Am 7. Juli 2001 bestritten YB und Lugano das letzte Spiel im alten Wankdorf-Stadion. Die Partie endete 1:1; Reto Burri erzielte das letzte Goal. Einen Monat später wurde der Mythos Wankdorf gesprengt.
Das letzte Spiel! 22'200 Zuschauer kamen zur Dernière, unter ihnen der deutsche Ehrenspielführer Uwe Seeler und Ottmar Walter, ein Weltmeister von 1954. Gerhard Schröder, der Kanzler, entsandte eine Trauerbotschaft.
Reto Burri, der letzte Torschütze, erzählt, dass er «heute noch auf dieses letzte Tor im Wankdorf angesprochen wird». Die YB-Fans hätten sich womöglich einen anderen letzten Torschützen gewünscht. Burri war bei den Fans nicht beliebt. Manchmal hätte er sogar Angst gehabt, von den eigenen Fans zusammengeschlagen zu werden, so Burri im Rückblick.
Denn die Zeiten damals meinten es mit YB nicht gut. In der Saison zuvor kamen teils weniger als 2000 Zuschauer ins Wankdorf, «deshalb genossen wir es, ein letztes Mal in einem vollen Wankdorf spielen zu können».
Burri erlebte mit YB vom tristen Tabellenende in der Nationalliga B bis zur Rückkehr ins Oberhaus im Frühling 2001 alles mit – inklusive monatelang ausbleibender Lohnzahlungen. Im persönlichen Rückblick überwiegt dennoch das Positive: «In dieser Zeit zeichnete sich ab, dass YB wieder auf den richtigen Weg kommt.»
Letztes Spiel als Nebensache
YB – Lugano erwies sich an diesem letzten grossen Abend des in die Jahre gekommenen Stadions nur als Nebensache. Das Wankdorf-Stadion war zu dieser Zeit von den Jahrzehnten gezeichnet: Rohre waren zu sehen, der Verputz bröckelte, die Farbe blätterte ab. Die besten Zeiten hatte diese Arena längst hinter sich.
Das Wankdorf-Stadion ist für die Fussball-WM 1954 gebaut worden. Aus dem WM-Final Deutschland – Ungarn (3:2) wurde das «Wunder von Bern». Fünf Jahre später gewann YB im Wankdorf vor 60'000 Zuschauern im Europacup der Meister das Halbfinal-Hinspiel gegen Stade Reims 1:0. Das waren die grössten Zeiten.
Ende der Neunzigerjahre wurde das Wankdorf aber auch zum Sinnbild für den Niedergang der Young Boys. Das Stadion starb zusammen mit YB ganz langsam vor sich hin. Kein Mensch kümmerte sich darum. Als Beispiel dafür die Episode des Eidgenössischen Schwingfests von 1998, als ein im Anspielkreis aufgestelltes Holz-Brünneli den Rasen auf Monate hinaus ruinierte. Der Fussballverband nahm dem Wankdorf die Cupfinals und die Länderspiele weg.

> AUFGABEN:
A - Gib den Text über das Wankdorf-Stadion von „Ende der Neunzigerjahre“ bis einschließlich „die Länderspiele weg.“ erneut wieder und benenne dabei „Young Boys“ in „Berner Young Boys“ um.
B - Welche Personen werden im Text über das Wankdorf-Stadion mit ihrem Namen genannt? Zähle alle auf.
Die Einträge sind eigenständiges Material und gehören nicht zum Text über das Wankdorf-Stadion.

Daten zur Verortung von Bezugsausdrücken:

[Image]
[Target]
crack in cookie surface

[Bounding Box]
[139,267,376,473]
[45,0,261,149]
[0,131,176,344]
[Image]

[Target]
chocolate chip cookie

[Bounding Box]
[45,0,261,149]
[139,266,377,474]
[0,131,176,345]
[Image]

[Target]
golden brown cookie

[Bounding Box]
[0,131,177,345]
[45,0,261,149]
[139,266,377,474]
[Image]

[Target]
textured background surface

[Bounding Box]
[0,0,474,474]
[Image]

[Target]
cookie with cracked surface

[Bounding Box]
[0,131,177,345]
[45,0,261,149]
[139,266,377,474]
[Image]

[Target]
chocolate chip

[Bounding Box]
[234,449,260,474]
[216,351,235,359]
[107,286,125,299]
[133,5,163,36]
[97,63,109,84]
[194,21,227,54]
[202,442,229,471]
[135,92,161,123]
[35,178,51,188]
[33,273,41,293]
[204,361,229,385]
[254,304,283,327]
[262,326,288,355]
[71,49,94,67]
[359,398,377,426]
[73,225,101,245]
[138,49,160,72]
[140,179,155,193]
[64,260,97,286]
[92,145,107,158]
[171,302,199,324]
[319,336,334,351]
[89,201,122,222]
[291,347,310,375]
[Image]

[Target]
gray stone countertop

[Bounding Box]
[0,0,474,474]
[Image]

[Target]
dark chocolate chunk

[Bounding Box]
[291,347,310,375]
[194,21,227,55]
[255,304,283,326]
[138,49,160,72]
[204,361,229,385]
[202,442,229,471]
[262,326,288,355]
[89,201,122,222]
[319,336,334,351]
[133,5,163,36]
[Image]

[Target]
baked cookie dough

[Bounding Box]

> LÖSUNGEN:
A -
Ende der Neunzigerjahre wurde das Wankdorf aber auch zum Sinnbild für den Niedergang der Berner Young Boys. Das Stadion starb zusammen mit YB ganz langsam vor sich hin. Kein Mensch kümmerte sich darum. Als Beispiel dafür die Episode des Eidgenössischen Schwingfests von 1998, als ein im Anspielkreis aufgestelltes Holz-Brünneli den Rasen auf Monate hinaus ruinierte. Der Fussballverband nahm dem Wankdorf die Cupfinals und die Länderspiele weg.

B - Reto Burri, Uwe Seeler, Ottmar Walter, Gerhard Schröder